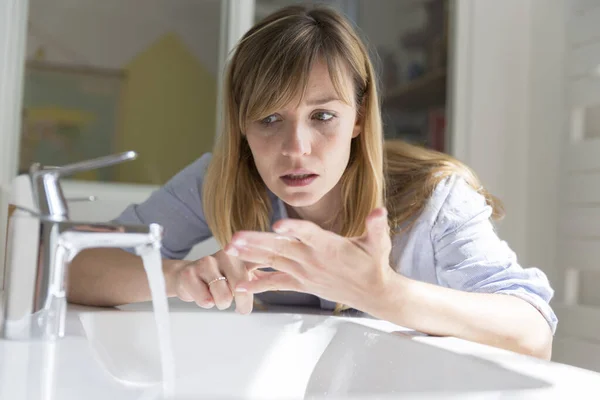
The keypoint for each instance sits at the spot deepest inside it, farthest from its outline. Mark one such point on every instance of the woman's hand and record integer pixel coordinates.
(352, 271)
(192, 282)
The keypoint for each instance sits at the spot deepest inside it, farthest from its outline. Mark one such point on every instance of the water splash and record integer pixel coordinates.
(153, 265)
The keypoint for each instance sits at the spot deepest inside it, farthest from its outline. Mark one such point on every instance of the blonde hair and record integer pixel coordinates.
(269, 68)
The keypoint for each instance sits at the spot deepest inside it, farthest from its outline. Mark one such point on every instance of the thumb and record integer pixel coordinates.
(377, 235)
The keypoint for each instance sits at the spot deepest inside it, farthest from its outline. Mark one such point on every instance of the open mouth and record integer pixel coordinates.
(299, 179)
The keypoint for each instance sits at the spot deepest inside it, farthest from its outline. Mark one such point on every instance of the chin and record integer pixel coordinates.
(299, 199)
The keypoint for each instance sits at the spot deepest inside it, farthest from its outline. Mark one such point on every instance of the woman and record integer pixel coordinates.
(301, 196)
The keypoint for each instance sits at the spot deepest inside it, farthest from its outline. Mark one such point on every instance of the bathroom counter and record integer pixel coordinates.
(110, 354)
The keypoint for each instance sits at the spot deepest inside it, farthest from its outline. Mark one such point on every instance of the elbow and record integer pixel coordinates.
(536, 342)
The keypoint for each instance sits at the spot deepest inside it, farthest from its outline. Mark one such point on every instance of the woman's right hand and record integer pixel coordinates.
(191, 282)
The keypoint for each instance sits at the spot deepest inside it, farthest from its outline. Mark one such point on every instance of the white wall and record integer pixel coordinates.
(13, 17)
(109, 33)
(489, 103)
(546, 127)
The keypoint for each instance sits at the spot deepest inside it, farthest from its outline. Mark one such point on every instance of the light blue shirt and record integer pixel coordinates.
(452, 242)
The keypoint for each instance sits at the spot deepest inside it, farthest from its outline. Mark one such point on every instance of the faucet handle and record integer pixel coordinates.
(81, 199)
(46, 186)
(87, 165)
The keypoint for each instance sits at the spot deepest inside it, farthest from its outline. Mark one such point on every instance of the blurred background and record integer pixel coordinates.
(109, 76)
(511, 87)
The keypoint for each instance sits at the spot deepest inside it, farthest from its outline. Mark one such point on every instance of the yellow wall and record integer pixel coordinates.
(167, 113)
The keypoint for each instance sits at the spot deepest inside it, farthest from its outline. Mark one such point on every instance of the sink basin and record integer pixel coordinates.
(282, 356)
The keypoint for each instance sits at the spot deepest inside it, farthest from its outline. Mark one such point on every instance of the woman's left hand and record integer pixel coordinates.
(306, 258)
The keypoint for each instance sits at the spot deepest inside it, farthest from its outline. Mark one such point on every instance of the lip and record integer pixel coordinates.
(298, 171)
(295, 182)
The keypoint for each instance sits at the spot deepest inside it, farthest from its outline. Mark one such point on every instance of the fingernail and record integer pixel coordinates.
(280, 229)
(232, 251)
(239, 242)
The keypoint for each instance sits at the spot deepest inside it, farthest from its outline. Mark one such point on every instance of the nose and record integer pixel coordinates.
(297, 141)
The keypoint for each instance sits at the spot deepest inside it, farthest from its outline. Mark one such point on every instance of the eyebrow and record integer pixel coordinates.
(323, 100)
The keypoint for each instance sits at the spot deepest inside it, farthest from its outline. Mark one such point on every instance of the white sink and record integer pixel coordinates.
(280, 356)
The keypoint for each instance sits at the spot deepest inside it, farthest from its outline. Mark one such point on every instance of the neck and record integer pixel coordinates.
(321, 212)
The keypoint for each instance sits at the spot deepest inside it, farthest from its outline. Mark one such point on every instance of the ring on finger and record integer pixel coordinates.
(221, 278)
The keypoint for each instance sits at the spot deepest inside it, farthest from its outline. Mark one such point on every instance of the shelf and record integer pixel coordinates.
(424, 92)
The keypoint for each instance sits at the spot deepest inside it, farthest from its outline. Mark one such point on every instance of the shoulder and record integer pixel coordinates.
(454, 203)
(190, 175)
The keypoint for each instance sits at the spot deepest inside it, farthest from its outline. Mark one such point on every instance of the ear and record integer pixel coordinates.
(357, 125)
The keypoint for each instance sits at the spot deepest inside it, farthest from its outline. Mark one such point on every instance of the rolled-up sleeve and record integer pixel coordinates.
(177, 207)
(470, 256)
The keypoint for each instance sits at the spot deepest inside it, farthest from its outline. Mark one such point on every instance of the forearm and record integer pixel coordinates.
(110, 277)
(498, 320)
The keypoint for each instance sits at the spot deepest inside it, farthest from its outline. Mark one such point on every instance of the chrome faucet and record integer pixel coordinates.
(42, 243)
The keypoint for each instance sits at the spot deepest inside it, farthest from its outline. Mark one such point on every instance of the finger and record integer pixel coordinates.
(235, 271)
(268, 258)
(220, 291)
(268, 242)
(269, 281)
(195, 288)
(307, 232)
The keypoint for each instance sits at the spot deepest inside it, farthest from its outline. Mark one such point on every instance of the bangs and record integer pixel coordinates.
(280, 74)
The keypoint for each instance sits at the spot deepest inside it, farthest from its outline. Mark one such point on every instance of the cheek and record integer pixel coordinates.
(261, 151)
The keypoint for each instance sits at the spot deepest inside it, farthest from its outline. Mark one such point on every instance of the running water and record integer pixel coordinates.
(153, 266)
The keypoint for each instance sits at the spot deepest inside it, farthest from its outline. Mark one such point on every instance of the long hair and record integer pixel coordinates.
(269, 68)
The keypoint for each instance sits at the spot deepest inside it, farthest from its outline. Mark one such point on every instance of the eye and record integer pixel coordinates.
(270, 119)
(323, 116)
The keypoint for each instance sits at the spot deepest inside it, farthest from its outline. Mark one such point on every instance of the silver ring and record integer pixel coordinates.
(221, 278)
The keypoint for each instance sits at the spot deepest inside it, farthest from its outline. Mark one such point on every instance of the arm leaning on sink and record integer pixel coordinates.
(110, 277)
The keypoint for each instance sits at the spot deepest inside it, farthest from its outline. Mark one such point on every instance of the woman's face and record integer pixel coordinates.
(302, 150)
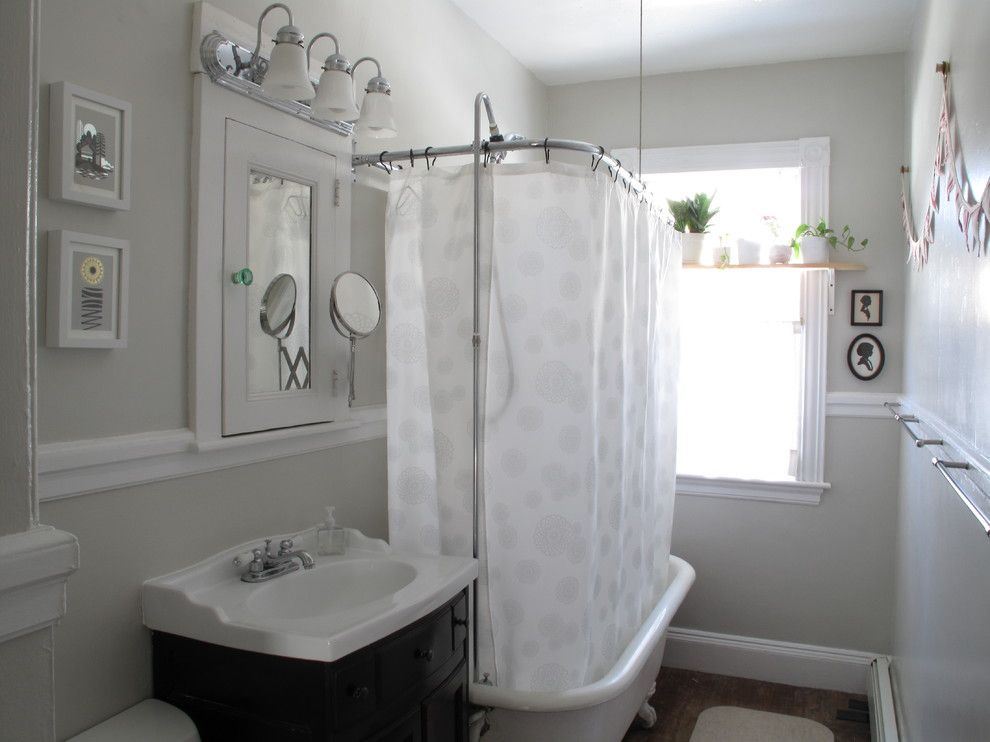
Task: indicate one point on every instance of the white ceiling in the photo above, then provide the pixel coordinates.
(567, 41)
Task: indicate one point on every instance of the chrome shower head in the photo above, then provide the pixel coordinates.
(500, 155)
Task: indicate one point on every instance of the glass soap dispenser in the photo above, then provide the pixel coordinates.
(330, 538)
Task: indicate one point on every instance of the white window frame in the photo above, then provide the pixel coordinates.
(812, 155)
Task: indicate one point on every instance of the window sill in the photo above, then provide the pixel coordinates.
(795, 493)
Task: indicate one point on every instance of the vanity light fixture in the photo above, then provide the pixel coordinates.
(286, 77)
(376, 120)
(335, 93)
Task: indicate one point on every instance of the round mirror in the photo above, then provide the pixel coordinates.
(278, 306)
(354, 306)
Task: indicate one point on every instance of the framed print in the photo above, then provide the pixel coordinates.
(87, 291)
(867, 307)
(90, 158)
(865, 357)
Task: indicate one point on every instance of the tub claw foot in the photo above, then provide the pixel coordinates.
(647, 714)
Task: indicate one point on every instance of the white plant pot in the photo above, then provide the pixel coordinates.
(780, 254)
(691, 245)
(814, 250)
(747, 252)
(721, 255)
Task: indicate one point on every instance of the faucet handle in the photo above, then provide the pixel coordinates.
(253, 558)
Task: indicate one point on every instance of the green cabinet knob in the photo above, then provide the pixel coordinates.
(244, 277)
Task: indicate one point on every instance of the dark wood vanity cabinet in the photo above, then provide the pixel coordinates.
(409, 687)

━━━━━━━━━━

**Task to complete:** Everything in the records must be transcribed exactly, except the pictures, which are left out.

**Answer area:**
The keypoint for each instance sits at the spot deepest inside it, farthest from its outline. Mark one such point on every instance of the woman's hand and record integer pixel coordinates.
(352, 271)
(192, 282)
The keypoint for each instance sits at the spot deepest inside it, farthest from its outline. Mark one such point on every instance of the water splash and record integer pixel coordinates.
(153, 265)
The keypoint for each instance sits at the spot deepest inside it, farthest from its outline. Mark one such point on every instance of the blonde hair and record integer pixel coordinates.
(269, 68)
The keypoint for each instance sits at the spot deepest inside it, farthest from its outline. Mark one such point on every instance of the thumb and record integer pixel coordinates.
(377, 235)
The keypoint for each instance sits at the spot deepest inside it, farthest from its outline. Mark one such point on every instance of the open mouth and record integer pixel coordinates.
(299, 179)
The keypoint for each instance sits at the spot deepest inside it, farthest from its outline. Mark one such point on every instance of the chin and record integer pixel coordinates.
(299, 199)
The keypoint for each instance sits at the spot deepest inside it, farthest from its outline. Mark one such point on every instance of the woman and record integer pixel coordinates.
(301, 196)
The keypoint for each instance sits at the spot deepest inside it, farthest from its outline. Mark one such point on every instance of the bathroom counter and record integer pixel coordinates.
(110, 354)
The keypoint for each instance sits at the spot deepest inside it, farthest from its outline. Mark one such point on every instance of the elbow and record integer pixel coordinates.
(536, 342)
The keypoint for each instance sits at the spot deepest inside it, farthest from its outline. Mark one such point on every instance of the woman's right hand and record integer pixel coordinates.
(191, 282)
The keypoint for each instance sits at the spot deepest inside it, farthest from its outline. Mark one such point on every instance of the white wall and record integer pixel coordinates.
(13, 17)
(109, 33)
(489, 103)
(546, 127)
The keypoint for each instance sits at the spot deepest inside it, farthest from its outline. Mark one such point on every instance of the light blue shirt and record integer pixel coordinates.
(452, 242)
The keypoint for each instance sits at the spot deepest inside it, farthest from its outline. Mark one such point on every instance of the faucet handle and record integer pixel coordinates.
(81, 199)
(46, 186)
(87, 165)
The keypoint for each instance sits at the spot deepest inside it, farthest from its outline. Mark one such point on every instance of the blurred background and record integer pixel coordinates.
(109, 76)
(511, 87)
The keypoint for each instance sits at the spot deepest inside it, farthest from its outline. Mark one such point on every instance of the yellow wall and record integer pixel coordinates.
(167, 113)
The keypoint for each instance sits at the spot deepest inside it, farthest from its outline. Mark one such point on every instance of the sink basin and record integer pixel coordinates.
(282, 356)
The keypoint for each instance sits at the spot deepest inside it, farthest from its outline. Mark one such point on every instance of the woman's left hand and record integer pixel coordinates.
(306, 258)
The keypoint for each instance sits at the spot deepest inside it, farthest from its outline. Mark one such point on every instance of the lip and record integer pixel coordinates.
(298, 171)
(295, 182)
The keypoint for each instance sits at the spot deepest inside it, farthest from its outline. Mark one such point on every instance of the fingernail and record integer pixel coordinates.
(280, 229)
(232, 251)
(239, 242)
The keypoint for each instance sits at the spot deepest inside it, farthest from its outline. Mark one such point on every instance of the nose and record integer pixel coordinates.
(297, 141)
The keypoint for each instance sits at the spot deepest inside it, farthest from its outline. Mark one such point on every instance of the eyebrow and record integer pixel coordinates.
(323, 100)
The keypoint for each instance sits at the spot deepest inside it, farthest from its outline. Mark one such point on every instance of the white sink and record integer pixel coordinates.
(280, 356)
The keypoint for each instance sits at the spot deepest inside it, farthest from its outline. Mark one such point on every instance of the neck and record integer pixel coordinates.
(321, 212)
The keypoint for each instance sits at the spot deepest inside it, farthest from its outline. Mark one such point on every instance of the ring on finger and record integer pixel coordinates.
(221, 278)
The keypoint for each instance sits at the spot deepest inside it, farthest from its outline. Mark one such point on every instance of the shelf and record integer pixel coordinates.
(424, 92)
The keypoint for each instance sits at the spot deepest inside it, farthest from its outline. Mark one such point on every instance of the shoulder and record integer pixel coordinates.
(454, 203)
(190, 175)
The keypoint for each instance sits at the spot deepest inside it, farthest from its outline. Mark one such point on every instance of the ear and record integer pixel coordinates.
(357, 125)
The keypoint for each instance sits at the spot deepest inside it, farthest from its outline. Mark one such point on every instance of the rolled-up sleeve and record integer pixel coordinates.
(177, 207)
(470, 256)
The keypoint for each instance sits at the spot deepest inside it, farthest from its outline. Mark one such point on every instance of the forearm and record integer pixel coordinates.
(110, 277)
(498, 320)
The keypoint for each instance sits at the spot deepest inside it, farthest from its outline. Mark one such point on every instance of the chrome faucet and record integer pixel coordinates.
(42, 243)
The keypoint for each instance sits at the spot deepest inside it, farthest from its outline. Mark one such point on every instance of the finger and record integer pixel coordinates.
(235, 271)
(268, 258)
(220, 291)
(268, 242)
(269, 281)
(195, 288)
(307, 232)
The keypoint for each instance sits at the spot deepest inside it, farthest from its outline. Mark one such point on every instance of the bangs and record integer pixel coordinates.
(280, 74)
The keypoint for each instance sits at the spot deepest inside it, farthest from its outline. Mark one such point on every instance of the cheek and record integer pixel coordinates.
(261, 151)
The keypoint for each instance sits at the spot deepest inside it, farthest from its outline. Mark one such point on every instance of the running water and record integer pixel coordinates.
(153, 266)
The keypoint for each instance sits at the spot deepest inside it, farthest from its outline. Mark one such point on every instance of the long hair and record integer pixel coordinates.
(269, 68)
The keypoint for each instance sits at the spot deepest inside it, farthest from its outline. Mark one such point on every instance of the eye and record integer pixel coordinates.
(270, 119)
(323, 116)
The keypoint for each instance sits at the spot deepest inside it, farthest from its outline. Mark one such point on every instance of the silver ring and record integer pixel coordinates.
(221, 278)
The keypoint for each instance sits at the spot deepest inside it, farthest from its outline. Mark one such point on every instance of the arm leaning on sink and record integer pixel coordinates.
(110, 277)
The keypoint for each instance sits at the spot deepest inside it, farthest from its outline. Mark one such point on every instance of the woman's face and record integer pixel coordinates.
(302, 150)
Task: indicate one point on every instance of the white ceiling in the photo above, then provide the pixel coordinates.
(567, 41)
Task: indicate one point on every instance of the chrome shower head in the photo above, then provide the pixel coordinates.
(500, 155)
Task: indicate one point on every instance of the glass soap dispenser in the photo above, then provide the pixel coordinates.
(330, 538)
Task: indicate one point on every instance of the white window frame in the photo above, then provide the pixel coordinates.
(812, 155)
Task: indicate one point on every instance of the window sill in the photo above, then provide the pixel coordinates.
(795, 493)
Task: indicate one point on every instance of the vanity light fixture in the photo above, then provide the pixel coordinates.
(286, 77)
(376, 120)
(335, 93)
Task: indicate one point on every instance of the round mirror in the photo above, then provide the pixel coordinates.
(278, 306)
(354, 306)
Task: indicate one point on every instance of the framed print in the photo above, then provide the pixel coordinates.
(87, 291)
(867, 307)
(90, 158)
(865, 357)
Task: indicate one point on every instance of the tub claw foot in the photo above, then provide the pixel coordinates.
(647, 714)
Task: indicate one point on every instance of the white plant pot in the photo above, then provide the pixel coordinates.
(780, 254)
(691, 245)
(814, 250)
(747, 252)
(721, 255)
Task: indicate one point on every instance of the faucet handle in the photo above, then provide the pixel coordinates.
(253, 558)
Task: indicate one point on every instance of the green cabinet knob in the photo above, then provide the pixel coordinates.
(244, 277)
Task: indicate one point on every instance of the dark wood vanity cabinet in the photo above, then provide the pixel coordinates.
(409, 687)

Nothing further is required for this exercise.